THE TASK -
Transcribe the data exactly.

====== RECORDS FOR THIS TASK

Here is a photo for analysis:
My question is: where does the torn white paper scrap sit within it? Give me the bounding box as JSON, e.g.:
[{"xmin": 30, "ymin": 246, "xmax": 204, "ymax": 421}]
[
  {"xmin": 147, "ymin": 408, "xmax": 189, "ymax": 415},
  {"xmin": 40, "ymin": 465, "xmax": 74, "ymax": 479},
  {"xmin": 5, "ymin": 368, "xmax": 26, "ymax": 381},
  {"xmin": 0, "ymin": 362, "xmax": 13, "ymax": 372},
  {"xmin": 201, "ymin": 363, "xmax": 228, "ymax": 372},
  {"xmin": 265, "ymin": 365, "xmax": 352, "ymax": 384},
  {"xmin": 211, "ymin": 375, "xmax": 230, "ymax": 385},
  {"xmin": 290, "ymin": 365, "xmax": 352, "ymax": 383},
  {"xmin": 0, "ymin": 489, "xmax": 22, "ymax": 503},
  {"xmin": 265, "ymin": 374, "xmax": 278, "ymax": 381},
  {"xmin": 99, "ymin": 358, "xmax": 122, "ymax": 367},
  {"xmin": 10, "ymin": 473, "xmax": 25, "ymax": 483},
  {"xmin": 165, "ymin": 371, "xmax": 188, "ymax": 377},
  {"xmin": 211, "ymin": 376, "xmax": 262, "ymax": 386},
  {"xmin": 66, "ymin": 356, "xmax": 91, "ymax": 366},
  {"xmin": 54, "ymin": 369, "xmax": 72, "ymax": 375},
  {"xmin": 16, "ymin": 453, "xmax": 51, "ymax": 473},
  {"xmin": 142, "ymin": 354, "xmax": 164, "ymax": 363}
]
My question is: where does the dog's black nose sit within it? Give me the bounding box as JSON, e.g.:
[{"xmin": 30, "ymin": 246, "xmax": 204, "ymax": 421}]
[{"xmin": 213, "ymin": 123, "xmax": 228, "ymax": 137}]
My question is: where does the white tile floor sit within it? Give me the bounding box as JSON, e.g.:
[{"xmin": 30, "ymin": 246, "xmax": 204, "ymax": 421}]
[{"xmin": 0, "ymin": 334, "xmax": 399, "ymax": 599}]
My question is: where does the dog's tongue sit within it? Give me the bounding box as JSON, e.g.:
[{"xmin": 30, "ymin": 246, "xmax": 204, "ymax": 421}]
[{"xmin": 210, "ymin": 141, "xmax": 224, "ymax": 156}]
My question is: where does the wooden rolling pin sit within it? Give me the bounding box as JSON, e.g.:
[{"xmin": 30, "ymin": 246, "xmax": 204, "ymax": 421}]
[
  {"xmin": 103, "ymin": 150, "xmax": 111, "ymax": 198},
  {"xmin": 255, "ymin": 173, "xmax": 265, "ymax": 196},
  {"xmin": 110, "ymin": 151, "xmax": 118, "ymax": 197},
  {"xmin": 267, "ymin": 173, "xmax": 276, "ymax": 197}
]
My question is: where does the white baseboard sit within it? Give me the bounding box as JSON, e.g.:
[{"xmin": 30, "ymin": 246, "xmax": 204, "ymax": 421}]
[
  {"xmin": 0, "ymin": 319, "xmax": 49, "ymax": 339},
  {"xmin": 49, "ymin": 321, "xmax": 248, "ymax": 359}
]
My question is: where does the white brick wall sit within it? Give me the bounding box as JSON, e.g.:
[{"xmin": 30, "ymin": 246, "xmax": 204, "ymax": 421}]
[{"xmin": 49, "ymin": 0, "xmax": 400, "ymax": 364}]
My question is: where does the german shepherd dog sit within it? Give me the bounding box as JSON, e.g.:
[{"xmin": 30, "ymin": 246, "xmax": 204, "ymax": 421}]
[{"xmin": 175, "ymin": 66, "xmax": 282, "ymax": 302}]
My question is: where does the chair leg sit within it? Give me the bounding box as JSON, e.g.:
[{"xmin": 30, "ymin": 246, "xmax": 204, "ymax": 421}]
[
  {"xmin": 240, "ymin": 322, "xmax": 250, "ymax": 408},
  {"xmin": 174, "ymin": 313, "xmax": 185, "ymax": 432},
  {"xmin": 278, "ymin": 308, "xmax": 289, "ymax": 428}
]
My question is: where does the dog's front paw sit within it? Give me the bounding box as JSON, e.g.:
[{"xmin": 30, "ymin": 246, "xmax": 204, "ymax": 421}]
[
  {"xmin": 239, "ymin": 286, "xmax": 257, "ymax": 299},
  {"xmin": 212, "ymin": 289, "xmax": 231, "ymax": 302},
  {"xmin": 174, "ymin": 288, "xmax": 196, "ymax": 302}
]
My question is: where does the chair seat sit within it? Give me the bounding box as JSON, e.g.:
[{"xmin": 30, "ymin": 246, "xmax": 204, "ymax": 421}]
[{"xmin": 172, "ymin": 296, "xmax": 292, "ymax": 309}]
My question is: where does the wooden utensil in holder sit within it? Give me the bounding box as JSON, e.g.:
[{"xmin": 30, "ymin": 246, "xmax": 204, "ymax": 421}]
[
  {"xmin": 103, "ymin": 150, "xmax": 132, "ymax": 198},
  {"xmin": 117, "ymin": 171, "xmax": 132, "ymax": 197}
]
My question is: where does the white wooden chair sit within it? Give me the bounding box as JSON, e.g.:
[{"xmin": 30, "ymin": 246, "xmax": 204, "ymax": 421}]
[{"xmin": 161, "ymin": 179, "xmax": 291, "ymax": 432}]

============

ANSWER TO THE EXERCISE -
Here is a photo for analysis:
My question is: where does the torn white paper scrap sit within it? Give me the bounding box as JSON, e.g.:
[{"xmin": 30, "ymin": 246, "xmax": 204, "ymax": 421}]
[
  {"xmin": 147, "ymin": 408, "xmax": 189, "ymax": 415},
  {"xmin": 40, "ymin": 465, "xmax": 74, "ymax": 479},
  {"xmin": 5, "ymin": 368, "xmax": 26, "ymax": 381},
  {"xmin": 0, "ymin": 362, "xmax": 13, "ymax": 372},
  {"xmin": 201, "ymin": 363, "xmax": 228, "ymax": 372},
  {"xmin": 265, "ymin": 365, "xmax": 352, "ymax": 384},
  {"xmin": 211, "ymin": 375, "xmax": 230, "ymax": 385},
  {"xmin": 290, "ymin": 365, "xmax": 352, "ymax": 383},
  {"xmin": 0, "ymin": 489, "xmax": 22, "ymax": 503},
  {"xmin": 265, "ymin": 374, "xmax": 278, "ymax": 381},
  {"xmin": 99, "ymin": 358, "xmax": 122, "ymax": 367},
  {"xmin": 10, "ymin": 473, "xmax": 25, "ymax": 483},
  {"xmin": 165, "ymin": 371, "xmax": 188, "ymax": 377},
  {"xmin": 211, "ymin": 376, "xmax": 262, "ymax": 386},
  {"xmin": 66, "ymin": 356, "xmax": 91, "ymax": 366},
  {"xmin": 54, "ymin": 369, "xmax": 72, "ymax": 375},
  {"xmin": 16, "ymin": 453, "xmax": 51, "ymax": 473},
  {"xmin": 142, "ymin": 354, "xmax": 164, "ymax": 363}
]
My question is: where does the dog's black nose sit within it? Give me the bounding box as JSON, e.g.:
[{"xmin": 30, "ymin": 246, "xmax": 204, "ymax": 421}]
[{"xmin": 213, "ymin": 123, "xmax": 228, "ymax": 137}]
My question is: where does the white tile floor sit within it? Give me the bounding box as JSON, e.g.:
[{"xmin": 30, "ymin": 246, "xmax": 204, "ymax": 421}]
[{"xmin": 0, "ymin": 334, "xmax": 399, "ymax": 599}]
My question is: where does the dog's tongue sit within it? Give me the bounding box as JSON, e.g.:
[{"xmin": 30, "ymin": 246, "xmax": 204, "ymax": 421}]
[{"xmin": 210, "ymin": 141, "xmax": 224, "ymax": 156}]
My question is: where does the wooden rolling pin sit within it? Give me the bounding box as JSON, e.g.:
[{"xmin": 30, "ymin": 246, "xmax": 204, "ymax": 421}]
[
  {"xmin": 103, "ymin": 150, "xmax": 111, "ymax": 198},
  {"xmin": 255, "ymin": 173, "xmax": 265, "ymax": 196},
  {"xmin": 110, "ymin": 151, "xmax": 118, "ymax": 197},
  {"xmin": 267, "ymin": 173, "xmax": 276, "ymax": 197}
]
My question is: where does the white baseboard sit within it? Give me the bounding box as JSON, e.g.:
[{"xmin": 30, "ymin": 246, "xmax": 204, "ymax": 421}]
[
  {"xmin": 0, "ymin": 319, "xmax": 49, "ymax": 339},
  {"xmin": 49, "ymin": 321, "xmax": 248, "ymax": 359}
]
My question is: where does the white brick wall sit within it? Give me the bounding box as JSON, e.g.:
[{"xmin": 30, "ymin": 246, "xmax": 204, "ymax": 421}]
[{"xmin": 49, "ymin": 0, "xmax": 400, "ymax": 364}]
My question is: where does the german shepherd dog sit within it? Give me the bounding box as JSON, e.g.:
[{"xmin": 30, "ymin": 246, "xmax": 204, "ymax": 421}]
[{"xmin": 175, "ymin": 66, "xmax": 282, "ymax": 302}]
My question is: where does the chair leg sit within it? Give me the bounding box as JSON, e.g.:
[{"xmin": 30, "ymin": 246, "xmax": 204, "ymax": 421}]
[
  {"xmin": 240, "ymin": 322, "xmax": 250, "ymax": 408},
  {"xmin": 174, "ymin": 313, "xmax": 185, "ymax": 432},
  {"xmin": 278, "ymin": 308, "xmax": 289, "ymax": 428}
]
My question is: where does the dog's front paw sit within it? Give me the bounding box as JSON, e.g.:
[{"xmin": 30, "ymin": 246, "xmax": 204, "ymax": 421}]
[
  {"xmin": 239, "ymin": 286, "xmax": 257, "ymax": 299},
  {"xmin": 212, "ymin": 289, "xmax": 231, "ymax": 302},
  {"xmin": 174, "ymin": 288, "xmax": 196, "ymax": 302}
]
My question is: where does the chair seat sit within it? Give me the bounding box as JSON, e.g.:
[{"xmin": 30, "ymin": 246, "xmax": 204, "ymax": 421}]
[{"xmin": 172, "ymin": 296, "xmax": 292, "ymax": 309}]
My question is: where does the wooden utensil in holder sit within it? Give me the bounding box as JSON, e.g.:
[{"xmin": 30, "ymin": 246, "xmax": 204, "ymax": 421}]
[
  {"xmin": 103, "ymin": 150, "xmax": 132, "ymax": 198},
  {"xmin": 117, "ymin": 171, "xmax": 132, "ymax": 197}
]
My question is: where does the white wooden chair sit within it? Give me the bounding box as JSON, e.g.:
[{"xmin": 30, "ymin": 246, "xmax": 204, "ymax": 421}]
[{"xmin": 161, "ymin": 179, "xmax": 291, "ymax": 432}]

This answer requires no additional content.